**Exercise brief**:
Without any omission, reproduce the records that follow.

**Natural language region descriptions**:
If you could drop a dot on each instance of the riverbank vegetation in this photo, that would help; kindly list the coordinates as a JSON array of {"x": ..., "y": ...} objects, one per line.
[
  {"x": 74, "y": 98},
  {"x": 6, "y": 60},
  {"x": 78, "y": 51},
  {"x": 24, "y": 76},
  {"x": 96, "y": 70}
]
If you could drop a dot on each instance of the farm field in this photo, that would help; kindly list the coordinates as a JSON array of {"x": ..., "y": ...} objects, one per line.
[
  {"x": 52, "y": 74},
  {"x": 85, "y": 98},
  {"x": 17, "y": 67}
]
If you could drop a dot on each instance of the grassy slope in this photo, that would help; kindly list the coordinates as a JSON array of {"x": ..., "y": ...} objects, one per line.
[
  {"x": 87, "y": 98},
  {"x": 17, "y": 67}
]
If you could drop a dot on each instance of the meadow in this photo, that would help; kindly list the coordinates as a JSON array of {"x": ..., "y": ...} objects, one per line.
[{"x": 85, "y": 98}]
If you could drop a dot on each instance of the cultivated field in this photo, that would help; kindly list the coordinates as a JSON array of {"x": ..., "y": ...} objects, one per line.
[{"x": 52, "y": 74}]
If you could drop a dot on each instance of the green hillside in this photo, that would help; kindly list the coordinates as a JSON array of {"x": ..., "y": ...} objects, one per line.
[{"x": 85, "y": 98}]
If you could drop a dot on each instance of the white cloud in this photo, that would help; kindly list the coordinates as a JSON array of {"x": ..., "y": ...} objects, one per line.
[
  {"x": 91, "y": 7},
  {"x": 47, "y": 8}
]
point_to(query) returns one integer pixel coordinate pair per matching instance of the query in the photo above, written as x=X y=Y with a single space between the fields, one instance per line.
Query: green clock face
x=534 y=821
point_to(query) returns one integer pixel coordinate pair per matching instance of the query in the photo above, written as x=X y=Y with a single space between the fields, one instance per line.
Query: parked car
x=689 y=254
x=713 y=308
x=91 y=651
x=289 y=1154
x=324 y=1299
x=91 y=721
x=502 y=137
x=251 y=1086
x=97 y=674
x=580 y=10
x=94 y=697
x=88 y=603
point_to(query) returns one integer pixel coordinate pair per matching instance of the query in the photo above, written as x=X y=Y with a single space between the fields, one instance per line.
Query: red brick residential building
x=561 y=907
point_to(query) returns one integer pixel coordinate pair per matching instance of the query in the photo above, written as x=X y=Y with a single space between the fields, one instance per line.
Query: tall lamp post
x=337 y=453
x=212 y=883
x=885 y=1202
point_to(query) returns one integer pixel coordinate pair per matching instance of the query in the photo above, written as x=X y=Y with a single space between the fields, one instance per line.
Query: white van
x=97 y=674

**The answer**:
If you could drop a dot on each instance of the riverbank vegetation in this photo, that would help; kindly list the coordinates as a JSON array of {"x": ..., "y": ...} objects, one per line.
[
  {"x": 74, "y": 98},
  {"x": 6, "y": 60},
  {"x": 78, "y": 51},
  {"x": 24, "y": 76},
  {"x": 96, "y": 70}
]
If you could drop a dot on each instance of the farm field in this photo, that would help; kindly list the coordinates as a JSON array of {"x": ..., "y": ...} objects, one per line.
[
  {"x": 52, "y": 74},
  {"x": 85, "y": 98},
  {"x": 17, "y": 67}
]
If you could drop a dot on each instance of the grassy slope in this photo, that would help; kindly list the coordinates as a JSON array of {"x": ..., "y": ...} objects, one per line.
[
  {"x": 87, "y": 98},
  {"x": 17, "y": 67}
]
If you could drop a dot on each instance of the meadow in this photo, that would help; kindly list the coordinates as a JSON array of {"x": ..., "y": ...} objects, one per line.
[{"x": 85, "y": 98}]
If you could drop a dot on each instance of the cultivated field in this photo, that would help; kindly list the coordinates as a JSON array of {"x": ..., "y": ...} objects, one per line.
[{"x": 52, "y": 74}]
If you could drop a dot on each instance of the green hillside in this photo, that would help; kindly list the coordinates as a JSON array of {"x": ..., "y": ...} objects, one per line.
[{"x": 85, "y": 98}]
If you could drop a dot on each instance of the white cloud in this photo, that would help; kindly list the coordinates as a JSON array of {"x": ..., "y": ...} objects, one per line.
[
  {"x": 91, "y": 7},
  {"x": 47, "y": 8}
]
point_to(query) returns one integer pixel coordinate pair per matching instance of the query in the photo above, written as x=X y=Y with a single space between the fields, one instance per line.
Query: green clock face
x=534 y=821
point_to(query) returns one integer pixel coordinate pair per matching instance of the query in the photo above, written as x=X y=Y with a single space between the fields, one instance per line.
Query: parked car
x=689 y=254
x=713 y=308
x=91 y=651
x=289 y=1154
x=324 y=1299
x=91 y=721
x=502 y=137
x=251 y=1086
x=97 y=674
x=580 y=10
x=94 y=697
x=88 y=603
point_to(query) returns one integer pixel coordinate pair per matching instance of the query in the photo above, written as x=X y=Y with a single space between the fields, one instance per line.
Query: red brick residential building
x=561 y=907
point_to(query) returns one integer pixel coordinate pair per matching instance of the query in the photo above, written as x=X y=Y with a single space between the fields, one instance per line.
Query: tall lamp post
x=337 y=453
x=212 y=883
x=885 y=1202
point_to(query) returns one integer pixel coordinate pair per matching instance of the query in the photo above, written as x=X y=Y with a single space between the fields, one instance per line.
Query: white van
x=97 y=674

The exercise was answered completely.